**Description of the task**.
Please answer these questions from the text about Sarah Meyers Brent:
(a) Where does she keep her studio?
(b) Which school awarded her MFA in painting?
(c) What is she drawn to in her large paintings?

Brent has exhibited widely including recent solo exhibitions The Art Complex Museum in Duxbury, MA, and The Mayor’s Gallery in Boston, MA. Recent group shows include “New England Now” at the Shelburne Art Museum, Shelburne, VT and “Still No More” at Phillips Exeter Academy, Exeter, NH. Reviews of her numerous exhibitions have been featured in Art New England Magazine, The Boston Globe, Sculpture Magazine, and other publications. Her work is in the permanent collections of Danforth Art Museum, Liquitex Corporation, Microsoft Corporation, and in numerous private collections.
Born in Hadley, NY, Sarah Meyers Brent received her BS from Skidmore College, her Post-Baccalaurate in Studio Art from Brandeis University, and her MFA in painting from the University of New Hampshire. The artist maintains a studio at Waltham Mills in Waltham, MA.
Artist Statement
My painting, sculpture and installation take the craziness of motherhood and environmental destruction to create something beautiful.
In my large paintings, I am drawn to the wilt and decay of dried flowers and am constantly amazed at how they are able to maintain such beauty. The twisted, gnarled mass of floral vegetation mimics what I think about while painting. Smaller works, that I created directly from the landscape during the pandemic, record the unsettled beauty during this time.

**Supplied data**.
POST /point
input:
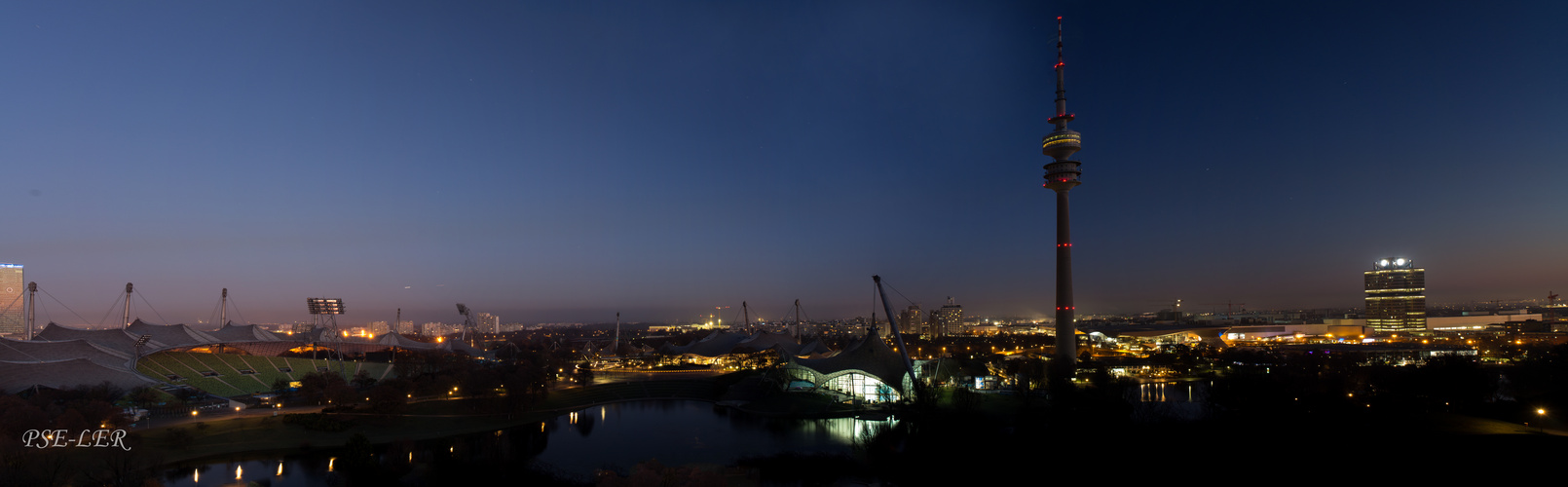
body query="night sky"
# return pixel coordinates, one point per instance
(567, 160)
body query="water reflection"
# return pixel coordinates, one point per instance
(614, 437)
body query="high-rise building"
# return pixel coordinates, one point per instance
(378, 327)
(949, 318)
(13, 306)
(490, 322)
(1396, 296)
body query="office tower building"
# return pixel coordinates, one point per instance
(910, 319)
(1396, 296)
(13, 306)
(949, 318)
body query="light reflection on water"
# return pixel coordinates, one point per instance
(614, 435)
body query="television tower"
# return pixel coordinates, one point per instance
(1062, 175)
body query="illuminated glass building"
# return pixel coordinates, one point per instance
(13, 306)
(1396, 296)
(949, 318)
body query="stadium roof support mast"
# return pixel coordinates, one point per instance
(1062, 174)
(897, 335)
(126, 321)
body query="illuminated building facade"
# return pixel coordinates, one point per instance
(13, 307)
(490, 322)
(949, 318)
(1396, 293)
(910, 319)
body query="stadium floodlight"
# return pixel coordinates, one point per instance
(323, 306)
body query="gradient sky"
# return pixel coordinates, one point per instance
(565, 160)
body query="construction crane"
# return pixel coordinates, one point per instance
(1230, 307)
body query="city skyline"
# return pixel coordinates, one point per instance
(568, 162)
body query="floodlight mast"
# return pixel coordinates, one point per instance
(325, 312)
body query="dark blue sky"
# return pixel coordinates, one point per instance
(560, 162)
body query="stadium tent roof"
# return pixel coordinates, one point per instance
(869, 355)
(116, 340)
(400, 342)
(18, 376)
(169, 334)
(462, 347)
(51, 351)
(249, 332)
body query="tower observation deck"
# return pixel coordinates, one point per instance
(1062, 174)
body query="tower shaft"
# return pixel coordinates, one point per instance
(1066, 334)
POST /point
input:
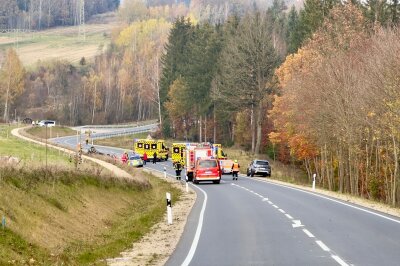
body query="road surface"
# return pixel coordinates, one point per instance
(255, 222)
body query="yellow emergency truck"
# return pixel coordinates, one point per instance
(151, 146)
(218, 152)
(178, 153)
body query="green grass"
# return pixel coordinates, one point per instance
(52, 132)
(60, 215)
(28, 152)
(125, 142)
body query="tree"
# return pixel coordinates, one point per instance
(247, 66)
(12, 75)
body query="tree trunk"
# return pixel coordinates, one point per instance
(253, 129)
(259, 129)
(94, 100)
(395, 173)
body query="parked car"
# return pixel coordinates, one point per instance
(207, 170)
(135, 160)
(259, 167)
(48, 123)
(226, 166)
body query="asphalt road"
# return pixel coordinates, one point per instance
(255, 222)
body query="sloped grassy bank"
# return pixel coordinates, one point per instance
(60, 216)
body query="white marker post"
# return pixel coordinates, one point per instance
(314, 176)
(169, 208)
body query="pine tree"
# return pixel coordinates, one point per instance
(293, 37)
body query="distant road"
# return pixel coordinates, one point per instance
(256, 222)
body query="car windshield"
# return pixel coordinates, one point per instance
(207, 164)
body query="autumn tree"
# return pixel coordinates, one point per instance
(12, 75)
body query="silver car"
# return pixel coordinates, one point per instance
(259, 167)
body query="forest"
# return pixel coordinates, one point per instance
(316, 86)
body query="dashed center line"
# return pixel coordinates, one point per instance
(288, 216)
(322, 245)
(339, 260)
(308, 233)
(297, 224)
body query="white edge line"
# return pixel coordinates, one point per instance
(333, 200)
(339, 260)
(196, 239)
(308, 233)
(322, 245)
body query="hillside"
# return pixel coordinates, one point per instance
(61, 42)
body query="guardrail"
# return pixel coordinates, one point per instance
(120, 126)
(119, 133)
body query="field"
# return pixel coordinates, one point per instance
(57, 215)
(61, 42)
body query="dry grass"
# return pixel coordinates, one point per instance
(61, 42)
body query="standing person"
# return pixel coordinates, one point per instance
(124, 157)
(235, 170)
(144, 158)
(178, 170)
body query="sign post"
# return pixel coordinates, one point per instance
(169, 208)
(314, 176)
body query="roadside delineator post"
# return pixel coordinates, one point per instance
(169, 208)
(314, 176)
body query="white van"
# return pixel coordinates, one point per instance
(48, 123)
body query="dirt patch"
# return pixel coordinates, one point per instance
(156, 247)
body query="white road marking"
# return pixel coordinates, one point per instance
(288, 216)
(308, 233)
(196, 239)
(333, 200)
(322, 245)
(297, 223)
(339, 260)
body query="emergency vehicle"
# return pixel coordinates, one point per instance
(150, 146)
(178, 153)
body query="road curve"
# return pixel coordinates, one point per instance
(255, 222)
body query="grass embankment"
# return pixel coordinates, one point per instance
(73, 217)
(50, 132)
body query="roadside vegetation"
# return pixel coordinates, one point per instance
(62, 215)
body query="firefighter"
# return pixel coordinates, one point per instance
(154, 157)
(144, 158)
(178, 170)
(124, 157)
(235, 170)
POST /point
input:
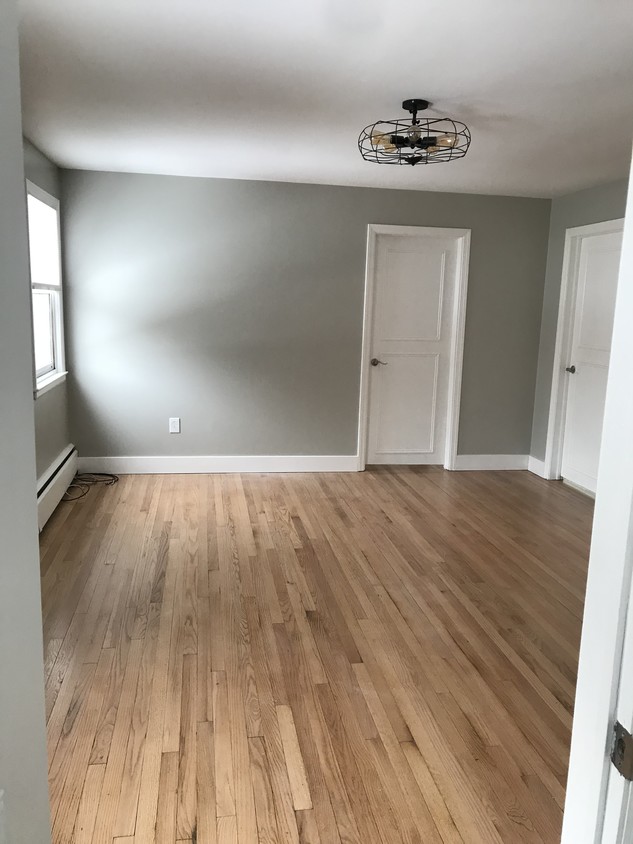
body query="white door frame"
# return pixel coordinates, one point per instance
(564, 339)
(608, 583)
(458, 326)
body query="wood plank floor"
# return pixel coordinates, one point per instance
(327, 659)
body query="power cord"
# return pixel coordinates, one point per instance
(84, 480)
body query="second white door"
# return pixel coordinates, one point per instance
(588, 365)
(414, 288)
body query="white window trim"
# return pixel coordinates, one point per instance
(48, 380)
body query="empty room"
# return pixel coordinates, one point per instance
(316, 480)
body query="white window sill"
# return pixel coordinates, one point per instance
(46, 384)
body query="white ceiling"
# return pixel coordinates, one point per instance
(279, 89)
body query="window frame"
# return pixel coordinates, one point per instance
(49, 378)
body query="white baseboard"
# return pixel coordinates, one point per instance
(486, 462)
(218, 464)
(537, 467)
(54, 482)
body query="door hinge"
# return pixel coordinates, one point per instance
(622, 751)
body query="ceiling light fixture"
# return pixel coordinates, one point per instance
(419, 142)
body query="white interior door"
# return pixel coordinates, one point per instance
(598, 801)
(588, 365)
(412, 328)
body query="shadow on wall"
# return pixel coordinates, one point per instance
(258, 358)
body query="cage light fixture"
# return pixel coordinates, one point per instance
(414, 141)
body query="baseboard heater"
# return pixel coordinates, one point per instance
(52, 485)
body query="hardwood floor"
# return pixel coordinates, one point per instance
(381, 657)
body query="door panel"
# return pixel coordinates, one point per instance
(409, 304)
(591, 346)
(407, 427)
(412, 326)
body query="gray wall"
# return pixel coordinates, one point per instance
(238, 306)
(52, 433)
(606, 202)
(23, 765)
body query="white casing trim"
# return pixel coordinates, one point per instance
(487, 462)
(50, 497)
(537, 467)
(220, 463)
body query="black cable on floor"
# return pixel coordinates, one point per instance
(84, 480)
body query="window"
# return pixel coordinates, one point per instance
(46, 287)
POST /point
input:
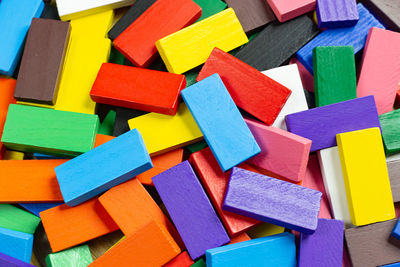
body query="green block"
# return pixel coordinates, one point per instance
(334, 74)
(17, 219)
(48, 131)
(76, 257)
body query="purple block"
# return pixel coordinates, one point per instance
(271, 200)
(190, 209)
(324, 247)
(337, 13)
(321, 124)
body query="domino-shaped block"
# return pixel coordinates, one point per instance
(334, 74)
(324, 247)
(380, 69)
(262, 97)
(190, 209)
(164, 17)
(81, 178)
(89, 220)
(220, 121)
(191, 46)
(33, 129)
(351, 36)
(15, 19)
(370, 199)
(278, 202)
(148, 90)
(321, 125)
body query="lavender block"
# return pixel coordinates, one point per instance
(271, 200)
(190, 209)
(324, 247)
(321, 125)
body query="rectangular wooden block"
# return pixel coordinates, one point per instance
(264, 98)
(350, 36)
(190, 209)
(33, 129)
(81, 178)
(370, 199)
(15, 19)
(220, 121)
(42, 62)
(337, 118)
(163, 18)
(334, 74)
(273, 201)
(380, 69)
(191, 46)
(147, 90)
(281, 251)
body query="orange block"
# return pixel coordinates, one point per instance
(70, 226)
(29, 181)
(150, 246)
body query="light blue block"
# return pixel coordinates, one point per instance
(270, 251)
(16, 244)
(15, 20)
(355, 36)
(220, 121)
(102, 168)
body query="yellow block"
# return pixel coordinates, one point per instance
(365, 176)
(162, 133)
(191, 46)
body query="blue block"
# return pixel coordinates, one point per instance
(16, 244)
(220, 121)
(103, 167)
(15, 20)
(355, 36)
(270, 251)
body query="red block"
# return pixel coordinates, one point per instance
(251, 90)
(137, 88)
(163, 18)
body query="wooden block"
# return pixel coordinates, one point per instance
(80, 179)
(350, 36)
(60, 133)
(324, 247)
(337, 118)
(15, 19)
(29, 181)
(274, 197)
(370, 200)
(147, 90)
(263, 99)
(70, 226)
(152, 244)
(282, 153)
(334, 74)
(190, 209)
(162, 133)
(137, 42)
(275, 44)
(380, 70)
(281, 251)
(16, 244)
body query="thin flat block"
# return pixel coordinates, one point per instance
(251, 90)
(190, 209)
(191, 46)
(220, 121)
(273, 201)
(351, 115)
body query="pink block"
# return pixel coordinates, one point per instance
(288, 9)
(282, 153)
(380, 70)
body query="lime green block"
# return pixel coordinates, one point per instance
(17, 219)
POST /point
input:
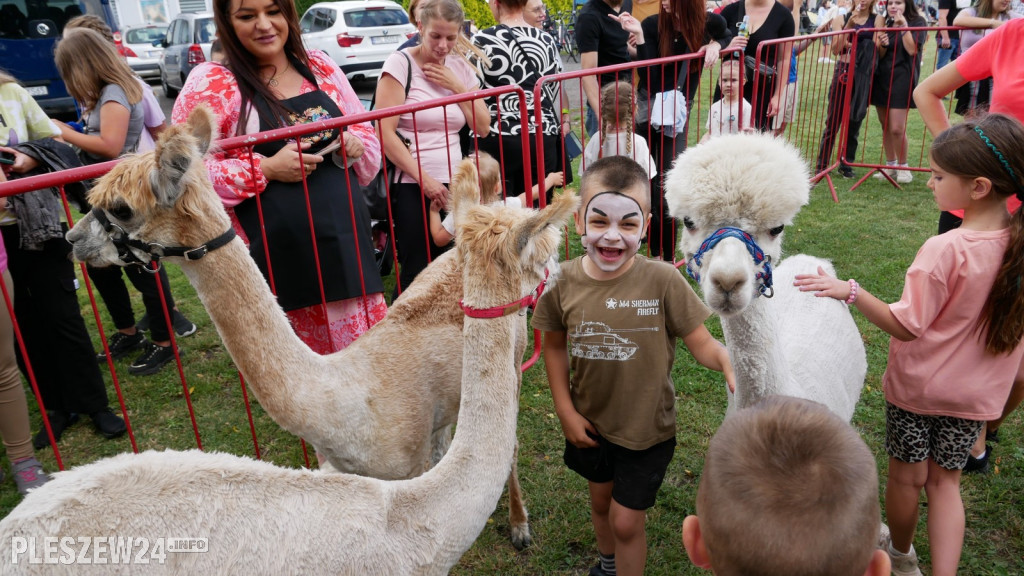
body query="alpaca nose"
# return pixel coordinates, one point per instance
(728, 282)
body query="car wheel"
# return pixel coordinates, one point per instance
(168, 91)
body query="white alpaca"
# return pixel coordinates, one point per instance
(265, 520)
(384, 406)
(791, 343)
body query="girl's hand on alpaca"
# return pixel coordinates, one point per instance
(579, 430)
(822, 285)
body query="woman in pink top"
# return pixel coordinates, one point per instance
(953, 355)
(434, 69)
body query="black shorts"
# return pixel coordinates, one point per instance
(636, 474)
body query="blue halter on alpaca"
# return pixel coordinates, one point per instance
(756, 252)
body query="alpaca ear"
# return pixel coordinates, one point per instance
(175, 154)
(465, 189)
(555, 214)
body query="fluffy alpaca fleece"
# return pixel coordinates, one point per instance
(792, 343)
(264, 520)
(381, 408)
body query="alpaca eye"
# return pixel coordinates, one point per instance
(122, 212)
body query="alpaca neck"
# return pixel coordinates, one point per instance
(462, 491)
(274, 362)
(756, 354)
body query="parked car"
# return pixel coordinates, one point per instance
(142, 46)
(186, 45)
(29, 32)
(357, 34)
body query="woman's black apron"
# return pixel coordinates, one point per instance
(342, 253)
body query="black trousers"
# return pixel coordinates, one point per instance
(48, 315)
(111, 286)
(416, 249)
(665, 150)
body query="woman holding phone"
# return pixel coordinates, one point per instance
(266, 81)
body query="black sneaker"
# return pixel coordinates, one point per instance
(992, 436)
(978, 465)
(152, 360)
(59, 421)
(122, 344)
(108, 423)
(182, 326)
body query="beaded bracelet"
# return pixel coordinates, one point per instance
(853, 292)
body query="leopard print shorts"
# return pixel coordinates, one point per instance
(914, 438)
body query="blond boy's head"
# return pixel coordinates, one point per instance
(491, 176)
(615, 173)
(787, 488)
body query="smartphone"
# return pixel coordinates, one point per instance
(330, 148)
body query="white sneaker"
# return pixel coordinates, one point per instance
(902, 565)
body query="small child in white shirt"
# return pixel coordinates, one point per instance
(442, 230)
(731, 114)
(616, 136)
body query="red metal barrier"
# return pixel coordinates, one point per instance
(246, 142)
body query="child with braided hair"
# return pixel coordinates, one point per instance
(953, 354)
(616, 136)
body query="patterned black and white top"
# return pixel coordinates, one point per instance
(519, 55)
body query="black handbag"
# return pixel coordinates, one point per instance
(376, 193)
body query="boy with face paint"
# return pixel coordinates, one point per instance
(610, 326)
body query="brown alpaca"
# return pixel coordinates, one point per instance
(261, 519)
(381, 408)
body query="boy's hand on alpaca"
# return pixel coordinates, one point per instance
(576, 428)
(822, 285)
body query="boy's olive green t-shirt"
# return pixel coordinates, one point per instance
(622, 339)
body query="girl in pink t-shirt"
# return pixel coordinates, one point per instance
(956, 333)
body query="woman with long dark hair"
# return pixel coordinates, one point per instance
(754, 22)
(268, 80)
(681, 27)
(895, 78)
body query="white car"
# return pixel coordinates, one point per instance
(359, 35)
(142, 48)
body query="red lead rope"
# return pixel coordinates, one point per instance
(499, 312)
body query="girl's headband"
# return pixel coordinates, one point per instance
(1003, 160)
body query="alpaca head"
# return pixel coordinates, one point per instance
(500, 244)
(161, 198)
(736, 193)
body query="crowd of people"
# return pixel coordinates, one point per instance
(299, 206)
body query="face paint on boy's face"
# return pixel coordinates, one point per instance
(612, 229)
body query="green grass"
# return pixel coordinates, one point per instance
(872, 235)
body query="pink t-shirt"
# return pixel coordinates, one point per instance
(435, 138)
(946, 371)
(997, 54)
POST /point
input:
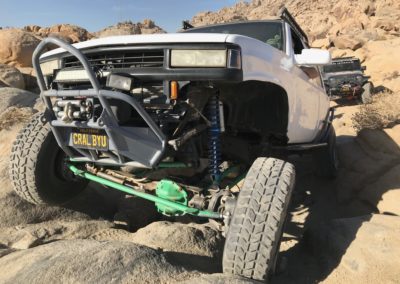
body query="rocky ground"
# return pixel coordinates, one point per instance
(340, 231)
(346, 230)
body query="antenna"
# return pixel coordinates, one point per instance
(287, 17)
(186, 25)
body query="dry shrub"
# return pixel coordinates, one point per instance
(14, 115)
(382, 112)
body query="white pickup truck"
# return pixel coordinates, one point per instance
(197, 122)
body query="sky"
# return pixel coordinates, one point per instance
(97, 14)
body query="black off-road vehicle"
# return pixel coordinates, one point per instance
(345, 79)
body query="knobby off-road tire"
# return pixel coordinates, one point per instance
(37, 169)
(255, 231)
(326, 160)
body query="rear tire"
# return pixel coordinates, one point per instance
(37, 169)
(326, 159)
(255, 231)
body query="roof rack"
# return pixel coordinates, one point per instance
(287, 17)
(186, 25)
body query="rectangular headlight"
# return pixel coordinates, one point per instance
(198, 58)
(49, 66)
(74, 75)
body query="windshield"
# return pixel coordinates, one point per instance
(341, 66)
(268, 32)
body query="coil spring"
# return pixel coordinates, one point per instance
(214, 148)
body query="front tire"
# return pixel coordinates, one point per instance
(255, 231)
(37, 169)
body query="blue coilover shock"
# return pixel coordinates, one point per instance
(214, 147)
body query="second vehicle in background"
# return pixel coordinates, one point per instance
(345, 78)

**Solution below**.
(a) Waltham Mills in Waltham, MA
(b) The University of New Hampshire
(c) The wilt and decay of dried flowers